Material for the task:
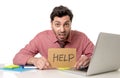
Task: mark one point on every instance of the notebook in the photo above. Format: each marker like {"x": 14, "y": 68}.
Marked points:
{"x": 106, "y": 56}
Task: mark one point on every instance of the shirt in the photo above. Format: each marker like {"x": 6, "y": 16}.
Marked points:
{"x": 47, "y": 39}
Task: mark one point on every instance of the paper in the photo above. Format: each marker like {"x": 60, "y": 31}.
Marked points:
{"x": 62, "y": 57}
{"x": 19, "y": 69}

* * *

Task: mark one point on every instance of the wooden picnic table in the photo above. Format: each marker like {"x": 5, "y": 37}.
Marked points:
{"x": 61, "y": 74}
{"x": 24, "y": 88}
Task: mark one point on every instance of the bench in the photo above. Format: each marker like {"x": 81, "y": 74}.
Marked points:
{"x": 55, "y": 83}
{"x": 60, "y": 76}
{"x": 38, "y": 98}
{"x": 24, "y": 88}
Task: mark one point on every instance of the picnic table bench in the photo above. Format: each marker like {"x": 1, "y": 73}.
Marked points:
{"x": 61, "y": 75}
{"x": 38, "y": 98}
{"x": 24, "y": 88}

Stated goal: Determine how many lines of the data above contain the word "every", and give only that number.

Answer to the problem: 6